**Показанный отрывок**:
# # #
Несколько месяцев спустя после съезда КИМа, получив отличные рекомендации в качестве переводчицы, я поступила на филологический факультет Московского университета.
3. Цыганский уголок
После Баку Москва казалась мне огромной, лоскутнопестрой, дикой. Жизнь представлялась чистой страницей, которую только предстояло исписать. И немножко страшно было браться за перо…
Отец снял квартиру на московской окраине, в Цыганском уголке Петровского парка. Там, в большом, дремучем парке стояли дома, сооруженные так называемыми «застройщиками». Застройщики были маленькими нэпманами — с их помощью Советы пытались хоть в какой-то степени справиться с жилищной проблемой. Сооруженные застройщиками на окраинах Москвы одноэтажные деревянные домишки давали приют временным жильцам, толпами хлынувшим в столицу в поисках удачи. Государство, таким образом, было освобождено от хлопот, связанных с жилищным строительством, да еще получало налоги с застройщиков. Застройщиками были, в основном, «прогоревшие» на крупных делах нэпманы и деревенские люди, подкопившие деньжат и подавшиеся в город.
# # #
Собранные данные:
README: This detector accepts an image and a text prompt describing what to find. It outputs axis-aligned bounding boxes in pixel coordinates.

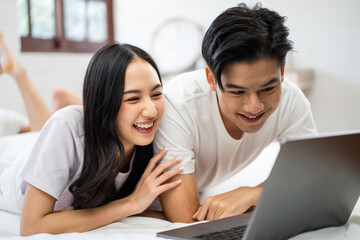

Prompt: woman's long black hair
[69,42,161,209]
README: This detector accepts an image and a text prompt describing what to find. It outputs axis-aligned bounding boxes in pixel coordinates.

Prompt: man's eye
[152,92,162,97]
[261,87,274,92]
[230,91,245,95]
[126,97,140,102]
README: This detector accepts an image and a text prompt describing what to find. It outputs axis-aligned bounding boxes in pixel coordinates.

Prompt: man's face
[206,58,284,139]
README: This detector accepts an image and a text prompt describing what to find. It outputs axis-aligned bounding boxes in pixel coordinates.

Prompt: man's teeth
[134,122,154,129]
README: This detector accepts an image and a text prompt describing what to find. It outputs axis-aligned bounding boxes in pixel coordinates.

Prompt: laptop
[157,132,360,240]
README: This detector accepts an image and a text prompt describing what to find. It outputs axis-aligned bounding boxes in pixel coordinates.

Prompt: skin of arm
[160,173,200,223]
[20,184,136,236]
[192,182,265,221]
[20,149,183,236]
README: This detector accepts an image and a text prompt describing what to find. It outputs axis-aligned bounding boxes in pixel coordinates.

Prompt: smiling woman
[0,43,182,235]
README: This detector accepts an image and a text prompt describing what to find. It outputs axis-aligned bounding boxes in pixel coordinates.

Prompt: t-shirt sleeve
[20,116,76,200]
[153,96,195,174]
[277,83,317,141]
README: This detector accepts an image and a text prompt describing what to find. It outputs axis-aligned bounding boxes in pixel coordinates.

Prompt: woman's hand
[129,148,183,214]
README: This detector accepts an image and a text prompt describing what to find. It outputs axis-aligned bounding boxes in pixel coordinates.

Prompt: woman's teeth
[134,122,154,129]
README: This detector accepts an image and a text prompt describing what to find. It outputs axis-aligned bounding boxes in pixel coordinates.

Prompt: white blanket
[0,133,360,240]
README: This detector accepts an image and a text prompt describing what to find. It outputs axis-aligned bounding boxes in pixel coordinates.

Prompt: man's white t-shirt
[154,70,316,192]
[0,106,134,213]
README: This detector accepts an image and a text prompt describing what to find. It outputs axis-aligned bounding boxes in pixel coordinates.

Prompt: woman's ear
[205,66,216,92]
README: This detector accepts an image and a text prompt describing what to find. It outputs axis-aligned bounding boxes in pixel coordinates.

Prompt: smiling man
[154,4,316,222]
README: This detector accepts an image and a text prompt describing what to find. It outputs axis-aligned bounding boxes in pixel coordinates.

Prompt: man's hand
[193,184,263,221]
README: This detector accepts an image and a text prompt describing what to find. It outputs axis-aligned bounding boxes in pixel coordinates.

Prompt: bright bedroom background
[0,0,360,132]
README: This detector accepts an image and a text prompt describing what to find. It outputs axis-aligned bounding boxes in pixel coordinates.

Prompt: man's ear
[205,66,216,92]
[281,60,286,82]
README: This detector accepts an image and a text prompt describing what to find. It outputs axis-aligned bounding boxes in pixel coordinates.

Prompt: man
[154,4,316,222]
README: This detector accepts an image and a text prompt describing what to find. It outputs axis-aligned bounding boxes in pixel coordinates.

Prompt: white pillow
[0,108,29,136]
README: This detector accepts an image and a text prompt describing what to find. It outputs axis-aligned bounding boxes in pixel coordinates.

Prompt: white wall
[0,0,360,131]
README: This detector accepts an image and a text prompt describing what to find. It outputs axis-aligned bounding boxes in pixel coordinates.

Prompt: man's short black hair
[202,3,293,90]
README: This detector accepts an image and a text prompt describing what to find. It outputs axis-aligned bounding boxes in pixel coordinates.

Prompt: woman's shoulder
[47,105,84,135]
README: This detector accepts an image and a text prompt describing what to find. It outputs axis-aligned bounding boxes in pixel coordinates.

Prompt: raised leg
[0,33,51,131]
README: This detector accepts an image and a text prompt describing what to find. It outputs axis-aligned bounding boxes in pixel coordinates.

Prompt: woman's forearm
[20,198,136,236]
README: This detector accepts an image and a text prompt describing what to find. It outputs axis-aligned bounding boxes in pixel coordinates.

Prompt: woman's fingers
[158,180,181,195]
[143,148,168,176]
[156,167,184,185]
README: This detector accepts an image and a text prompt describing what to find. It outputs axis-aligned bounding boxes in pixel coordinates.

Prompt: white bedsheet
[0,133,360,240]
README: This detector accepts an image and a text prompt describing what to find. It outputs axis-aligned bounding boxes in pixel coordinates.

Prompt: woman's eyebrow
[123,84,161,94]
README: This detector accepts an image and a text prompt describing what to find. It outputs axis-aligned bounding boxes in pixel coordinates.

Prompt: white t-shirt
[154,70,316,192]
[0,106,134,213]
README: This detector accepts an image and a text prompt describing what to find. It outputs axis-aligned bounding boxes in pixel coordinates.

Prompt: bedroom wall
[0,0,360,131]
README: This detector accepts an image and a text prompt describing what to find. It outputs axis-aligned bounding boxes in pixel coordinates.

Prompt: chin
[136,137,154,146]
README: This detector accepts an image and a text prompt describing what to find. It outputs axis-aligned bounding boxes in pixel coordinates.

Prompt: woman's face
[116,58,164,153]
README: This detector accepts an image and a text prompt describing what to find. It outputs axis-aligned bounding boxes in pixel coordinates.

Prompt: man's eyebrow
[225,77,280,90]
[261,77,280,87]
[123,84,161,94]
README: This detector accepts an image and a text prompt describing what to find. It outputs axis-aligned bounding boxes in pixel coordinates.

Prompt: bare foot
[53,86,83,112]
[0,33,25,79]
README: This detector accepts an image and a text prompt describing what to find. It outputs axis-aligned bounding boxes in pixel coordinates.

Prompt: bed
[0,113,360,240]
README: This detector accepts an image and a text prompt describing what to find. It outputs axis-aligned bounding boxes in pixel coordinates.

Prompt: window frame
[21,0,114,53]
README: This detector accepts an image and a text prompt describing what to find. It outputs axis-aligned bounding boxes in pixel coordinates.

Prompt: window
[17,0,114,52]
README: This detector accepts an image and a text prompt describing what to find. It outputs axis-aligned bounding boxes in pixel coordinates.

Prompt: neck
[217,96,244,140]
[119,146,135,173]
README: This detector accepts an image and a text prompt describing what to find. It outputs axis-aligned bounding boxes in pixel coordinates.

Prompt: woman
[0,37,182,236]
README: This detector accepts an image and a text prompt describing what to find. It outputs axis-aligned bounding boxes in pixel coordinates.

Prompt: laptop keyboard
[194,225,246,240]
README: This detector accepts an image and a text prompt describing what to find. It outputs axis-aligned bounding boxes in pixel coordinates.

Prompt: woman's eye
[126,97,140,102]
[262,87,274,92]
[152,92,162,97]
[230,91,245,95]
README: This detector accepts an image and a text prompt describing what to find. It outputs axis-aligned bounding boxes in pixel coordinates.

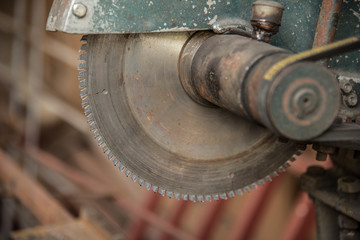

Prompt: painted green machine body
[47,0,360,201]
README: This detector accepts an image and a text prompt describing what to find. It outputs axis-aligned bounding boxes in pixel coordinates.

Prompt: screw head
[72,3,87,18]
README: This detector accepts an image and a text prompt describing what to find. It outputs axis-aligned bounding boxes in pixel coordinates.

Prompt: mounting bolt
[345,93,358,107]
[338,176,360,193]
[72,3,87,18]
[251,1,284,42]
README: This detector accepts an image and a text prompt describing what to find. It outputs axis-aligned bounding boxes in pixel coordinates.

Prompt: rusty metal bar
[313,0,343,48]
[227,177,280,240]
[0,150,73,224]
[280,192,315,240]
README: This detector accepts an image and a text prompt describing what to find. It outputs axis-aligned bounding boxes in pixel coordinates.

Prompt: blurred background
[0,0,329,240]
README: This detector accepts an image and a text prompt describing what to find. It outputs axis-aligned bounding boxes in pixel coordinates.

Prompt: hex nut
[72,3,87,18]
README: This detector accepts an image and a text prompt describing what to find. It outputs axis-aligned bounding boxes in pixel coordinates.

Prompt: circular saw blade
[79,33,295,201]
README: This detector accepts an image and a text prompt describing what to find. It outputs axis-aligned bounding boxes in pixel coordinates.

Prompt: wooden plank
[0,150,73,224]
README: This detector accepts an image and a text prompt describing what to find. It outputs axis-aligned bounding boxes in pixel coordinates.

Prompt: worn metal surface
[80,33,295,201]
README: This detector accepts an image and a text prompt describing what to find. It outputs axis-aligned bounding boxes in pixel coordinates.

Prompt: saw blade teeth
[79,80,86,89]
[295,150,302,156]
[119,163,125,172]
[113,158,119,167]
[86,114,94,123]
[79,44,89,52]
[84,106,91,115]
[278,166,286,173]
[151,185,158,193]
[78,62,86,71]
[235,189,243,196]
[228,191,235,198]
[159,188,165,196]
[264,175,272,182]
[174,193,180,200]
[257,179,265,186]
[94,131,100,139]
[103,145,109,153]
[219,193,227,200]
[212,194,219,201]
[80,35,89,42]
[78,53,87,61]
[131,174,137,182]
[81,97,89,108]
[78,71,87,81]
[80,88,87,98]
[283,162,291,168]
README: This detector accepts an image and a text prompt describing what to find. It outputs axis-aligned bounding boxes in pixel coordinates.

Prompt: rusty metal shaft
[179,33,340,141]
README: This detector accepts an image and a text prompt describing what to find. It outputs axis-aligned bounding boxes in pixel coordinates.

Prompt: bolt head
[72,3,87,18]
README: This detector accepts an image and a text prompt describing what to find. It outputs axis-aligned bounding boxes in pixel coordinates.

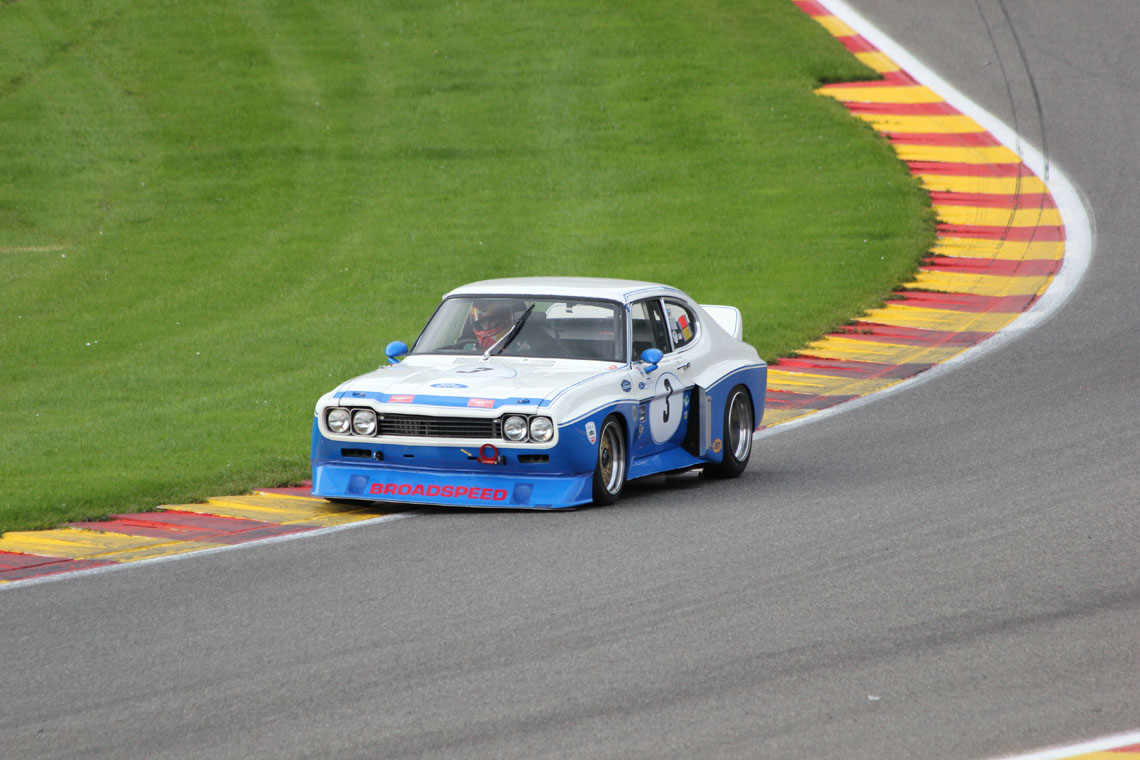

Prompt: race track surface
[0,0,1140,758]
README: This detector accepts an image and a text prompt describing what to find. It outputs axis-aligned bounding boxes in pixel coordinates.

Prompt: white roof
[443,277,684,302]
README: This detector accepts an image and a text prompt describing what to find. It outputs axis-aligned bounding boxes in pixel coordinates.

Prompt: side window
[629,300,669,359]
[665,301,697,349]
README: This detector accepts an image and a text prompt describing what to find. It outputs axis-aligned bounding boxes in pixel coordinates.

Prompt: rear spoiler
[701,303,744,341]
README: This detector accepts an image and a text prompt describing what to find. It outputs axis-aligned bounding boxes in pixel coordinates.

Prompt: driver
[471,299,514,349]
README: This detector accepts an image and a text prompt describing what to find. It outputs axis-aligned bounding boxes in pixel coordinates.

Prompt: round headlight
[325,407,350,433]
[352,409,376,435]
[530,417,554,443]
[503,417,527,441]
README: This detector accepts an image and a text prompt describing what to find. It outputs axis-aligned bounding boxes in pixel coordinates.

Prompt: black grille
[377,415,503,440]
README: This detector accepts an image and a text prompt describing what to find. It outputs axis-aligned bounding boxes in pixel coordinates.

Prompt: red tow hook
[479,443,506,465]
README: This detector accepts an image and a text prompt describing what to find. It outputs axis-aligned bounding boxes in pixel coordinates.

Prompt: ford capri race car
[312,277,767,509]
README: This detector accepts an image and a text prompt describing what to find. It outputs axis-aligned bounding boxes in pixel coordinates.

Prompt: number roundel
[649,373,685,443]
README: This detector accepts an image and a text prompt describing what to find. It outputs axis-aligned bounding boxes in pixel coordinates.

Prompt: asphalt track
[0,0,1140,758]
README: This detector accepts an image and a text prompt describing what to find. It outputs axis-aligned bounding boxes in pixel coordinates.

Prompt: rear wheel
[594,415,626,506]
[709,385,754,477]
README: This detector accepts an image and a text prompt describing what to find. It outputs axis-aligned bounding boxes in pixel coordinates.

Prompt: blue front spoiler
# # #
Извлеките из отрывка о переезде в Москву дословный фрагмент от слов «Несколько месяцев спустя» до слов «факультет Московского университета.».

Несколько месяцев спустя после съезда КИМа, получив отличные рекомендации в качестве переводчицы, я поступила на филологический факультет Московского университета.